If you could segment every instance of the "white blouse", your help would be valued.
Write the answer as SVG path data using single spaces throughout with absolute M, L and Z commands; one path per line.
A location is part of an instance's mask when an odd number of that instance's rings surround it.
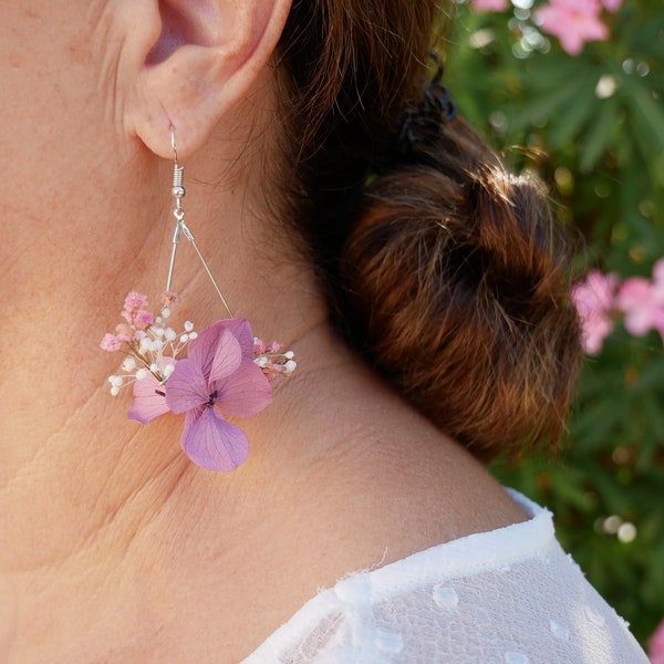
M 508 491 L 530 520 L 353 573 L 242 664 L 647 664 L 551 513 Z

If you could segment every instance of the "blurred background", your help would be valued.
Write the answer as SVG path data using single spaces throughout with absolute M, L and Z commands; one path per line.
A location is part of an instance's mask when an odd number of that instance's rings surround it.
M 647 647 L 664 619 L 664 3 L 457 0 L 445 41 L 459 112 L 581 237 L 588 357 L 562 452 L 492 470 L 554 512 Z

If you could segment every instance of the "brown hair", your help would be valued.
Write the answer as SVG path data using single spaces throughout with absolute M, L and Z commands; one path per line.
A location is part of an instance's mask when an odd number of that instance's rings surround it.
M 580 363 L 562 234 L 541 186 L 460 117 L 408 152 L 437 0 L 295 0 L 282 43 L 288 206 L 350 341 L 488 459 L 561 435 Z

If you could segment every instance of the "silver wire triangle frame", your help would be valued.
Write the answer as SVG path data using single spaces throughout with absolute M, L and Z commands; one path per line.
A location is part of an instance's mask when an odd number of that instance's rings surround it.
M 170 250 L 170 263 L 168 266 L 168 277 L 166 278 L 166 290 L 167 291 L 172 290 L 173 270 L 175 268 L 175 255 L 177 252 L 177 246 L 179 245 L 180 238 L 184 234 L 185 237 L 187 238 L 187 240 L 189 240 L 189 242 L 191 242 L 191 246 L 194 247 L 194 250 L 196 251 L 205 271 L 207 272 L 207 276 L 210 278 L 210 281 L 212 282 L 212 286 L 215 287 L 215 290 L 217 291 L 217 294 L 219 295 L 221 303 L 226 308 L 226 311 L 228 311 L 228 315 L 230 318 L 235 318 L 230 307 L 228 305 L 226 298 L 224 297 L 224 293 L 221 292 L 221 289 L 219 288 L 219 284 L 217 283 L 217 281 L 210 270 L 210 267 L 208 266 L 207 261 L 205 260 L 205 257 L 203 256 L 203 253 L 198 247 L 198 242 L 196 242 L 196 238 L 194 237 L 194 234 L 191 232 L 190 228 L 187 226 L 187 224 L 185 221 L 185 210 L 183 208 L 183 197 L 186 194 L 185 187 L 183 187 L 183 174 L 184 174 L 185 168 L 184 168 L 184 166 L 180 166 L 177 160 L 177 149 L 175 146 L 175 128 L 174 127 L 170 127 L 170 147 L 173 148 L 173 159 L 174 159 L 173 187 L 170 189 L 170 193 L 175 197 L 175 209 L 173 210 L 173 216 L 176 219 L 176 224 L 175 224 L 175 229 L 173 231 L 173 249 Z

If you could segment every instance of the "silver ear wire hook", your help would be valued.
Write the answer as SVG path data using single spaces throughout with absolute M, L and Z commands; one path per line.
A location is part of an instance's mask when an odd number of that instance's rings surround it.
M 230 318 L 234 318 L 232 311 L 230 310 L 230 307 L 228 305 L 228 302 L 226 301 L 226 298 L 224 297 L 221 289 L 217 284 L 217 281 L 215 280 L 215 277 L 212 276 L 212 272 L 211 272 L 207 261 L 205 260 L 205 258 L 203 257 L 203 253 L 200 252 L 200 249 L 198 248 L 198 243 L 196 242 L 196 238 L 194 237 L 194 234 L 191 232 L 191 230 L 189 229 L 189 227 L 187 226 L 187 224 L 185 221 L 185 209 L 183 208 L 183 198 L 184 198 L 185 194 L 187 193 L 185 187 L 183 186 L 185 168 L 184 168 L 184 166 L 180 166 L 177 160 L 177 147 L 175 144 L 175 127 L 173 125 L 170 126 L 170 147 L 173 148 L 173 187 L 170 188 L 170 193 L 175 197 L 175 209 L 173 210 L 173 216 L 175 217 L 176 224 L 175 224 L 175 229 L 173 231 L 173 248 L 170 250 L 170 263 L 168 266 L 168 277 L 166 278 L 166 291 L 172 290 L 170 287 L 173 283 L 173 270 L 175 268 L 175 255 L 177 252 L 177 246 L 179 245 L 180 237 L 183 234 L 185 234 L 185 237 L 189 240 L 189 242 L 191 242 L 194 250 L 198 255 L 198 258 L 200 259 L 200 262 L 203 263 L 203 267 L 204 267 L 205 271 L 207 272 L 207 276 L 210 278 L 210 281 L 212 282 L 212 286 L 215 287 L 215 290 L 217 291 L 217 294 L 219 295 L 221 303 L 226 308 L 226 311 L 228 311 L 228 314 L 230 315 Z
..............................
**Task details**
Are you able to set down all the lines above exactly, without any pictures?

**The response**
If you could segment every instance of the "white blouse", your help would be valued.
Write the answer as SVG path data using single spaces throughout with absolute M, L and Z commands; one path per line.
A location is part of an instance's mask when an odd number of that instance's rings surround it.
M 508 491 L 530 520 L 353 573 L 242 664 L 647 664 L 551 513 Z

If you could segment every instance of the "blurred background", your help would be valued.
Write the answer as SVG path data using single spaces throughout with absolute M, L and Z commands; one path per line.
A location is part of an instance's mask when an odd number of that instance's rings surround it.
M 647 647 L 664 619 L 664 3 L 457 0 L 445 41 L 459 112 L 581 237 L 588 357 L 562 452 L 492 470 L 554 512 Z

If you could segment every instance of the "brown hair", your help would be valued.
Write the answer as SVG path data using single spaces throughout with absolute M, L and Z commands; one path per line.
A location is part of an instance's mask when an odd number of that instance's rings surround it.
M 580 363 L 562 234 L 541 186 L 460 117 L 408 152 L 437 0 L 295 0 L 282 43 L 288 206 L 350 341 L 488 459 L 561 435 Z

If you could segment every instance of the "silver wire triangle frame", your help would be valued.
Write the answer as SVG path data using single spaces throughout with absolute M, L and Z commands; one path per line.
A location is part of an instance's mask when an odd number of that instance's rings surround it.
M 170 250 L 170 263 L 168 266 L 168 277 L 166 278 L 166 290 L 167 291 L 172 290 L 173 270 L 175 268 L 175 255 L 177 252 L 177 246 L 179 245 L 180 238 L 184 234 L 185 237 L 187 238 L 187 240 L 189 240 L 189 242 L 191 242 L 191 246 L 194 247 L 194 250 L 196 251 L 205 271 L 207 272 L 207 276 L 210 278 L 210 281 L 212 282 L 212 286 L 215 287 L 215 290 L 217 291 L 217 294 L 219 295 L 221 303 L 226 308 L 226 311 L 228 311 L 228 315 L 230 318 L 235 318 L 230 307 L 228 305 L 226 298 L 224 297 L 224 293 L 221 292 L 221 289 L 219 288 L 219 284 L 217 283 L 217 281 L 210 270 L 210 267 L 208 266 L 207 261 L 205 260 L 205 257 L 203 256 L 203 253 L 198 247 L 198 242 L 196 242 L 196 238 L 194 237 L 194 234 L 191 232 L 190 228 L 187 226 L 187 224 L 185 221 L 185 210 L 183 208 L 183 197 L 186 194 L 185 187 L 183 187 L 183 174 L 184 174 L 185 168 L 184 168 L 184 166 L 180 166 L 177 160 L 177 149 L 175 146 L 175 128 L 174 127 L 170 127 L 170 147 L 173 148 L 173 159 L 174 159 L 173 187 L 170 189 L 170 193 L 175 197 L 175 209 L 173 210 L 173 216 L 176 219 L 176 224 L 175 224 L 175 229 L 173 231 L 173 249 Z

If you could segment every instance of the "silver ear wire hook", your help would be valued.
Write the answer as SVG path data using single spaces throughout with absolute M, L and Z commands; one path per line.
A location is part of an instance's mask when an odd number of that instance's rings surround it.
M 230 318 L 234 318 L 232 311 L 230 310 L 230 307 L 228 305 L 228 302 L 226 301 L 226 298 L 224 297 L 221 289 L 217 284 L 217 281 L 215 280 L 215 277 L 212 276 L 212 272 L 211 272 L 207 261 L 205 260 L 205 258 L 203 257 L 203 253 L 200 252 L 200 249 L 198 248 L 198 243 L 196 242 L 196 238 L 194 237 L 194 234 L 191 232 L 191 230 L 189 229 L 189 227 L 187 226 L 187 224 L 185 221 L 185 209 L 183 208 L 183 198 L 184 198 L 185 194 L 187 193 L 185 187 L 183 186 L 185 168 L 184 168 L 184 166 L 180 166 L 177 160 L 177 147 L 175 144 L 175 127 L 173 125 L 170 126 L 170 147 L 173 148 L 173 187 L 170 188 L 170 193 L 175 197 L 175 209 L 173 210 L 173 216 L 175 217 L 176 224 L 175 224 L 175 229 L 173 231 L 173 248 L 170 250 L 170 263 L 168 266 L 168 277 L 166 278 L 166 291 L 172 290 L 170 287 L 173 283 L 173 270 L 175 268 L 175 255 L 177 252 L 177 246 L 179 245 L 180 237 L 183 234 L 185 234 L 185 237 L 189 240 L 189 242 L 191 242 L 194 250 L 198 255 L 198 258 L 200 259 L 200 262 L 203 263 L 203 267 L 204 267 L 205 271 L 207 272 L 207 276 L 210 278 L 210 281 L 212 282 L 212 286 L 215 287 L 215 290 L 217 291 L 217 294 L 219 295 L 221 303 L 226 308 L 226 311 L 228 311 L 228 314 L 230 315 Z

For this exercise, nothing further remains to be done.